→ SUPPLIED ENTRIES

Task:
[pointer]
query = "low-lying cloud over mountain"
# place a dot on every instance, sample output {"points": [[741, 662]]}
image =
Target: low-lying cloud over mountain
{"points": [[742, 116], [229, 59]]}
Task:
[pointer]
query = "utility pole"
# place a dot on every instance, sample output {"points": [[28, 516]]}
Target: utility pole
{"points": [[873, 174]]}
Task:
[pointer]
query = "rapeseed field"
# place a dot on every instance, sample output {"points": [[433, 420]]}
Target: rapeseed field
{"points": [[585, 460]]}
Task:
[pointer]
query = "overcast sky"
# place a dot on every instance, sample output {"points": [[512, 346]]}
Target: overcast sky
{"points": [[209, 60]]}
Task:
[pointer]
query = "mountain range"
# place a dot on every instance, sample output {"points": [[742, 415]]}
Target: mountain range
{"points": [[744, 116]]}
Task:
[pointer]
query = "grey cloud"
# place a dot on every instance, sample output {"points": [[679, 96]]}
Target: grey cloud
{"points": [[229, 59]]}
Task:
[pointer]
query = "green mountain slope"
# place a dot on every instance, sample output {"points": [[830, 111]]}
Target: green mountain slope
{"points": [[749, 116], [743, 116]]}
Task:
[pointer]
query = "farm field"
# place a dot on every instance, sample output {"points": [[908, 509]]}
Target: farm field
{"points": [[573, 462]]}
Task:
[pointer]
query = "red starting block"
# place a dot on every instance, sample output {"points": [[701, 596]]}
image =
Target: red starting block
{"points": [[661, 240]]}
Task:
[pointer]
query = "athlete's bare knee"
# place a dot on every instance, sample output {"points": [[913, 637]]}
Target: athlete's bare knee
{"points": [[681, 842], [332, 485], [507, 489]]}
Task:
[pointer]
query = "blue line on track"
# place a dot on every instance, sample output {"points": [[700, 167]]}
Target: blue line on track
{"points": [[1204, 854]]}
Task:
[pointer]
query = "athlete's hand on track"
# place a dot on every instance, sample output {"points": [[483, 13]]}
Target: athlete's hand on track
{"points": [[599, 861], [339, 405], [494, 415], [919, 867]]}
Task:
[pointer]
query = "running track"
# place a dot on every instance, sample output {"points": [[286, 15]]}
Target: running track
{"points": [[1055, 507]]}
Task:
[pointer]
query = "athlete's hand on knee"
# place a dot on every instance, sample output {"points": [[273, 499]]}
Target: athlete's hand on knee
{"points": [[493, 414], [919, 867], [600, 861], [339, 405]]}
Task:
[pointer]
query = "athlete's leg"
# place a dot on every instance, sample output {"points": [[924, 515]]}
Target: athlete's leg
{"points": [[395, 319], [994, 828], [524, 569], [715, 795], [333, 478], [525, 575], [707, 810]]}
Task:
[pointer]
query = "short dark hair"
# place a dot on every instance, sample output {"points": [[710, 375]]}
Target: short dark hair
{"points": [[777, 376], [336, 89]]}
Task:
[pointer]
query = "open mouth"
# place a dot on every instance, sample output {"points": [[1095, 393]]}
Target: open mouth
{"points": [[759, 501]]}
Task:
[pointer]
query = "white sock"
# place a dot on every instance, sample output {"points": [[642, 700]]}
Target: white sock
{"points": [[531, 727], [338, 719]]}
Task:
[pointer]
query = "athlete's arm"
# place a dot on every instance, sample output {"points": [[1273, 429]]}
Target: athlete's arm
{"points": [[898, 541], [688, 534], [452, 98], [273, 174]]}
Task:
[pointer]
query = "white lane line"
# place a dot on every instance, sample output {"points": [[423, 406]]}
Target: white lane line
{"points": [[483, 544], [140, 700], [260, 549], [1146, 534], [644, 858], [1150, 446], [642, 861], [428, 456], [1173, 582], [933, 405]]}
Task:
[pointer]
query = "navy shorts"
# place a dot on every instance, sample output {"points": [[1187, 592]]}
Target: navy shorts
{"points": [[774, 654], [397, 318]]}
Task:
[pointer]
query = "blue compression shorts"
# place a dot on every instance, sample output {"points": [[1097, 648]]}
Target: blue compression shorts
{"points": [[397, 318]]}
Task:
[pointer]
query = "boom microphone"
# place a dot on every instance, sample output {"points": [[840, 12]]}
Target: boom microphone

→ REQUIRED TASK
Exactly as they are written, print the entries again.

→ RESPONSE TO THIS TASK
Task:
[pointer]
query = "low-lying cloud over mountain"
# place a dot on every instance, sample output {"points": [[741, 662]]}
image =
Target: low-lying cloud over mountain
{"points": [[742, 116], [229, 59]]}
Task:
[pointer]
query = "utility pole"
# place a dot on every instance, sample output {"points": [[28, 516]]}
Target: utility pole
{"points": [[873, 174]]}
Task:
[pointer]
query = "rapeseed field"
# place a dot on every instance, sample output {"points": [[433, 420]]}
Target: rapeseed field
{"points": [[585, 460]]}
Task:
[pointer]
query = "overcast sky"
# place a dot on every instance, sample output {"points": [[512, 346]]}
Target: overcast sky
{"points": [[209, 60]]}
Task:
[pointer]
query = "mountain range"
# place a dot on every instance, sample output {"points": [[742, 415]]}
Target: mountain range
{"points": [[744, 116]]}
Task:
[pointer]
query = "grey cloud"
# place a dot on every instance, sample output {"points": [[679, 96]]}
Target: grey cloud
{"points": [[229, 59]]}
Task:
[pointer]
query = "green mountain slope"
# place a dot on every instance, sample output {"points": [[830, 111]]}
Target: green mountain slope
{"points": [[749, 116], [743, 116]]}
Task:
[pointer]
query = "farm field"
# place a dot on every instance, sample output {"points": [[908, 509]]}
Target: farm field
{"points": [[573, 462]]}
Task:
[pointer]
query = "red starting block"
# place a dot on every instance, sample output {"points": [[701, 596]]}
image =
Target: red starting block
{"points": [[661, 240]]}
Task:
[pointer]
query = "athlete's bare knee"
# place a dot on every instance, sample output {"points": [[913, 637]]}
Target: athlete's bare knee
{"points": [[681, 842], [332, 485], [507, 489]]}
Task:
[pointer]
query = "blue line on track"
# place a dot on every instance, sample output {"points": [[700, 167]]}
Target: blue line on track
{"points": [[1204, 854]]}
Task:
[pointer]
query = "athlete's hand on track"
# place a dot on every instance, sample output {"points": [[483, 13]]}
Target: athlete's hand on track
{"points": [[599, 861], [339, 405], [494, 415], [919, 867]]}
Task:
[pointer]
query = "running track"
# place a dot on every instance, sample output {"points": [[286, 15]]}
Target: running track
{"points": [[1055, 507]]}
Task:
[pointer]
query = "athlete's hand on knee"
# place a dot on every instance, sample output {"points": [[273, 499]]}
Target: athlete's hand on knee
{"points": [[493, 414], [919, 867], [600, 861], [339, 405]]}
Task:
[pointer]
query = "athlete's leg"
# place a dot on every instance, sample output {"points": [[924, 515]]}
Target: athlete's leg
{"points": [[395, 319], [994, 828], [524, 569], [715, 795], [333, 478], [525, 575], [707, 810]]}
Task:
[pointer]
query = "short dark hair"
# place a dot on every instance, sample output {"points": [[710, 375]]}
Target: short dark hair
{"points": [[777, 376], [336, 89]]}
Task:
[pointer]
query = "open mouth"
# place a dot on every instance, sample output {"points": [[1095, 393]]}
Target: open mouth
{"points": [[759, 501]]}
Task:
[pointer]
query = "white sock"
# place a dot on every instance, sample output {"points": [[642, 700]]}
Target: white sock
{"points": [[531, 727], [338, 719]]}
Task:
[pointer]
query = "athlete's arm"
# place a dot on every instance, sample output {"points": [[1273, 429]]}
Target: athlete's arm
{"points": [[898, 541], [688, 534], [452, 98], [273, 174]]}
Task:
[pointer]
query = "white lane line"
# place a dot on every instance, sample output {"points": [[423, 406]]}
Target: white lane line
{"points": [[483, 544], [140, 700], [260, 549], [1146, 534], [644, 858], [1150, 446], [642, 861], [428, 456], [1173, 582], [933, 405]]}
Task:
[pointer]
query = "navy shorts"
# place a dot on every instance, sample output {"points": [[1187, 592]]}
Target: navy shorts
{"points": [[774, 654], [397, 318]]}
Task:
[pointer]
query = "blue compression shorts"
# place a dot on every instance, sample output {"points": [[1097, 648]]}
Target: blue compression shorts
{"points": [[397, 318]]}
Task:
[pointer]
query = "boom microphone"
# place a dot on every instance, sample output {"points": [[840, 12]]}
Target: boom microphone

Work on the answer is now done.